- _Task item_: Every line of the data is to be reproduced exactly.

- _Record extracts_:
____

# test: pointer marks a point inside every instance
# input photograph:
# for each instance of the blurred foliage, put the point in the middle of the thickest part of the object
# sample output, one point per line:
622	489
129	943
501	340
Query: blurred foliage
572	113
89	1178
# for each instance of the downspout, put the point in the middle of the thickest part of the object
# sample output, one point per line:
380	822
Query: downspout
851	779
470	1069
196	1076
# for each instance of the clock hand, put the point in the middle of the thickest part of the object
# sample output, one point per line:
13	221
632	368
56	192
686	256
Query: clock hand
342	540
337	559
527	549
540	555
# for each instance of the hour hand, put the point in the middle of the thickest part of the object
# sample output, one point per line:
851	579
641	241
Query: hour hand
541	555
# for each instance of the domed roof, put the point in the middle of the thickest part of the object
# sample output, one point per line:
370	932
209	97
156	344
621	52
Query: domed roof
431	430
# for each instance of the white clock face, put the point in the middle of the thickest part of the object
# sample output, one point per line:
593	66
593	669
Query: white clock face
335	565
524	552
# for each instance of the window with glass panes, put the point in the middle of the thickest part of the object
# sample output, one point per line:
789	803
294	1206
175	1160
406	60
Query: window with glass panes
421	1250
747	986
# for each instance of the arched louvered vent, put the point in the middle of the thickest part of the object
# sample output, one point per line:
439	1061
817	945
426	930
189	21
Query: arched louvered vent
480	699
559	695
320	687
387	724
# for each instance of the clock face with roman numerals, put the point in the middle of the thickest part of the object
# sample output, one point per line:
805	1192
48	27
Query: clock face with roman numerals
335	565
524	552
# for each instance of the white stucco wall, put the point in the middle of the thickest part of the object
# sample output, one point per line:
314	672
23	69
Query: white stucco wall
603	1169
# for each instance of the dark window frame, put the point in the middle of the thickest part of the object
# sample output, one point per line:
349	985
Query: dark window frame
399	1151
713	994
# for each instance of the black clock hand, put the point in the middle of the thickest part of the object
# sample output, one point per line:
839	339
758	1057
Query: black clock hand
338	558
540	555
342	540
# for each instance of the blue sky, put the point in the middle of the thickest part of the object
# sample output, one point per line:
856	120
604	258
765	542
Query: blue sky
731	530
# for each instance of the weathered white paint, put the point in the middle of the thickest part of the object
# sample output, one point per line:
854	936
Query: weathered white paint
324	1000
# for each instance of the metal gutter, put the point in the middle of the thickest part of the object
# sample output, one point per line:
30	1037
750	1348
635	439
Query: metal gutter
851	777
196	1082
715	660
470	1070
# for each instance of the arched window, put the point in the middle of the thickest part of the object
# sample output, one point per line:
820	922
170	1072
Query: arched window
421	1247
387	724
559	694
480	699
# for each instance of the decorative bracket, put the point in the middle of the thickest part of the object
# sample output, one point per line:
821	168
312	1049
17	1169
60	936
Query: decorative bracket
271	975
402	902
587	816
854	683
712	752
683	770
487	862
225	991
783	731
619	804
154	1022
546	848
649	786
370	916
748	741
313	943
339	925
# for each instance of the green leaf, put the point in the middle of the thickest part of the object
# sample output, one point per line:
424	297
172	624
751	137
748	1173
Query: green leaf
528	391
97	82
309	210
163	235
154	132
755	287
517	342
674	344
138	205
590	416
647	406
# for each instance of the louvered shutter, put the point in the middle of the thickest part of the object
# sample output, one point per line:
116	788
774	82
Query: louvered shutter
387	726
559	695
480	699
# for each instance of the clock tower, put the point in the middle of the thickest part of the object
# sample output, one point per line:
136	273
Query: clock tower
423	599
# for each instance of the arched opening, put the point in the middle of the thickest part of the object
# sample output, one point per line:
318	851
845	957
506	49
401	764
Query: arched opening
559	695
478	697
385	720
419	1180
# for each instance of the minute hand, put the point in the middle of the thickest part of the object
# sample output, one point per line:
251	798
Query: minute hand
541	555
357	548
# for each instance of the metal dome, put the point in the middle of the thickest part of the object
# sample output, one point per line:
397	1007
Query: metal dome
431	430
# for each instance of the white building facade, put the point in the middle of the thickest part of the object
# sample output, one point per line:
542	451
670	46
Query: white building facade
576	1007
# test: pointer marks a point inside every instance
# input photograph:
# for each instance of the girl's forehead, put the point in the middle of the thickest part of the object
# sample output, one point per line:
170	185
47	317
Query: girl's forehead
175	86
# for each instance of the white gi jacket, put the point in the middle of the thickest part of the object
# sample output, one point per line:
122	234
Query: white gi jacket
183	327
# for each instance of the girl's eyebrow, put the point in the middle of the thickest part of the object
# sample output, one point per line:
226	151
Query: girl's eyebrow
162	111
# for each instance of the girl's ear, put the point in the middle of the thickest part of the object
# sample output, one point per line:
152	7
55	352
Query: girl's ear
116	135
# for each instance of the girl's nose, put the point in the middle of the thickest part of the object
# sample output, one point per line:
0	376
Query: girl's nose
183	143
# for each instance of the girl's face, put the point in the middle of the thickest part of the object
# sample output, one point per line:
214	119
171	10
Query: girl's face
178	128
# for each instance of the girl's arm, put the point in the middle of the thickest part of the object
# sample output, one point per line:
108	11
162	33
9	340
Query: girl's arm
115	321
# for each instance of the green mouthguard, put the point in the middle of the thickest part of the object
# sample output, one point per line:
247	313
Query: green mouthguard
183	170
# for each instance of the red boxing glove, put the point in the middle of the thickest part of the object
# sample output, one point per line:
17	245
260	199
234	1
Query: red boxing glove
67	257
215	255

____

- _Answer section_:
# test: pointer marks a point inside every instance
# input photograph:
# for each instance of the blurred foliage, put the point in the middle of the thickest part of the object
# sample output, one point per line:
622	489
129	943
501	340
Query: blurred foliage
572	113
89	1178
# for each instance of the downspout, put the point in the middle of the thickest part of the object
# sample output, one point per line:
380	822
Query: downspout
851	779
470	1069
196	1076
# for each instance of the clock hand, put the point in the middle of the thickest part of the object
# sample output, one point per line:
13	221
632	368
56	192
686	256
Query: clock hand
342	540
337	559
527	549
540	555
# for each instance of the hour hand, put the point in the middle of the thickest part of the object
# sample output, one point per line:
851	579
641	241
Query: hour hand
541	555
# for each instance of the domed roof, put the point in the middle of the thickest part of the object
# sample output, one point per line:
370	932
209	97
156	344
621	52
Query: domed roof
431	430
# for each instance of the white clock face, put the point in the middle of the thickest part of the object
# sample output, one point per line:
593	66
593	669
Query: white clock face
335	565
524	552
# for each instance of the window with glass panes, put the point in the middle of the thickest part of the object
# sample output, one point per line:
789	803
294	1206
175	1160
406	60
Query: window with glass panes
421	1250
747	986
# for each instance of the arched louvered vent, put the point in the middle of the thickest part of the object
# sample output, one point per line:
439	1061
817	945
426	930
189	21
Query: arched louvered vent
480	699
559	695
320	687
387	724
# for each instance of the clock face with roman numerals, put the point in the middle of the thickest part of the object
# sample output, one point per line:
805	1192
48	27
Query: clock face with roman numerals
335	565
524	552
# for each instance of the white stucco wall, put the point in the middle of the thickest part of the object
# sample output, one point per line:
314	672
23	69
Query: white stucco wall
603	1169
# for each instance of the dark window frame, put the point in the middle of the thickest part of the object
# sample output, one point per line:
349	985
Query: dark window frame
399	1151
713	994
# for each instance of the black clock hand, put the point in the middle of the thickest part of the object
# sample output, one point per line:
839	339
758	1057
Query: black clock hand
338	558
540	555
342	540
# for each instance of the blue sky, put the point in the middle of the thickest part of the object
# sample output, one point per line:
856	120
604	258
765	542
Query: blue sky
731	530
# for each instance of the weathered white paint, put the point in the middle of the thickest part of the object
# sample output, one point per line:
854	936
Query: weathered white paint
324	1000
# for each instance of the metal gutter, put the point in the middle of the thickest part of the object
# sample output, one point per line:
30	1037
750	1348
635	439
Query: metal gutter
851	777
196	1082
715	660
470	1070
# for each instance of the arched window, put the point in the middle of the thickest part of the object
# sample output, one point per line:
820	922
170	1072
Query: arched window
421	1247
387	724
559	694
480	699
# for each instance of the decorative bracket, put the point in the middle of the thickest part of the object
# sample output, one point per line:
821	168
312	1049
17	1169
60	936
Query: decorative bracket
271	975
402	902
587	816
854	683
712	752
683	770
487	862
225	991
783	731
619	804
154	1022
546	848
649	786
370	916
748	741
313	943
339	925
# for each instance of the green leaf, put the point in the middle of the thickest part of the object
# sample output, one point per line:
424	297
172	624
751	137
748	1173
Query: green leaf
528	391
97	82
309	210
163	235
154	132
755	287
517	342
674	344
138	205
590	416
647	406
# for each instance of the louvered shutter, put the point in the middle of the thickest part of the object
# sample output, one point per line:
116	788
774	82
Query: louvered shutter
387	726
559	695
480	699
# for each instance of the clock tower, put the point in the middle of the thickest part of the object
# sample output, one point per line:
136	273
Query: clock tower
423	599
# for each instance of the arched opening, put the point in the middle of the thickest part of the object
# sample output, one point per line:
318	851
845	957
506	49
401	764
Query: arched opening
559	695
478	697
385	720
419	1180
# for each instance of the minute hand, put the point in the middle of the thickest part of the object
# sample output, one point per line:
251	798
Query: minute hand
541	555
357	548
# for each instance of the metal dome, put the point in the middle of the thickest part of the object
# sample output, one point per line:
397	1007
Query: metal dome
431	430
# for each instance of the white building facade, put the point in the middle of the thickest part of the object
# sample output, one point per line:
542	451
670	46
Query: white building facade
576	1007
# test: pointer marks a point inside every instance
# input photograph:
# for each instance of the girl's forehead, put the point in the middle of the thickest part of the object
# sample output, one point per line:
170	185
47	317
Query: girl's forehead
175	86
# for each instance of the white gi jacket, put the point in the middle of the thickest part of the object
# sample output, one point per line:
122	234
Query: white gi jacket
183	327
# for each instance of the girl's eyebrow, put the point in the middle of the thickest part of the object
# sample output, one point per line:
226	151
Query: girl's eyebrow
162	111
# for each instance of the girl's ear, put the point in the middle of the thickest part of the object
# sample output, one point per line:
152	7
55	352
Query: girl's ear
116	135
# for each instance of the girl's nose, put the point in the middle of the thickest part of the object
# sample output, one point per line:
0	376
Query: girl's nose
183	143
# for each instance of the girl's face, put the point in the middle of the thickest part of the object
# sample output, one point per line:
214	119
171	10
Query: girl's face
178	128
# for each instance of the girl's arm, put the point in the middle of the thickest part of the object
# sample output, one point per line:
108	11
162	33
9	340
Query: girl's arm
115	321
# for each instance of the green mouthguard, put the point in the middle of the thickest part of the object
# sample output, one point per line:
247	313
Query: green mouthguard
183	170
# for each instance of the red boxing glove, put the point in the middle of the thickest part of the object
# sample output, one point per line:
17	245
260	199
234	1
Query: red boxing glove
67	257
215	255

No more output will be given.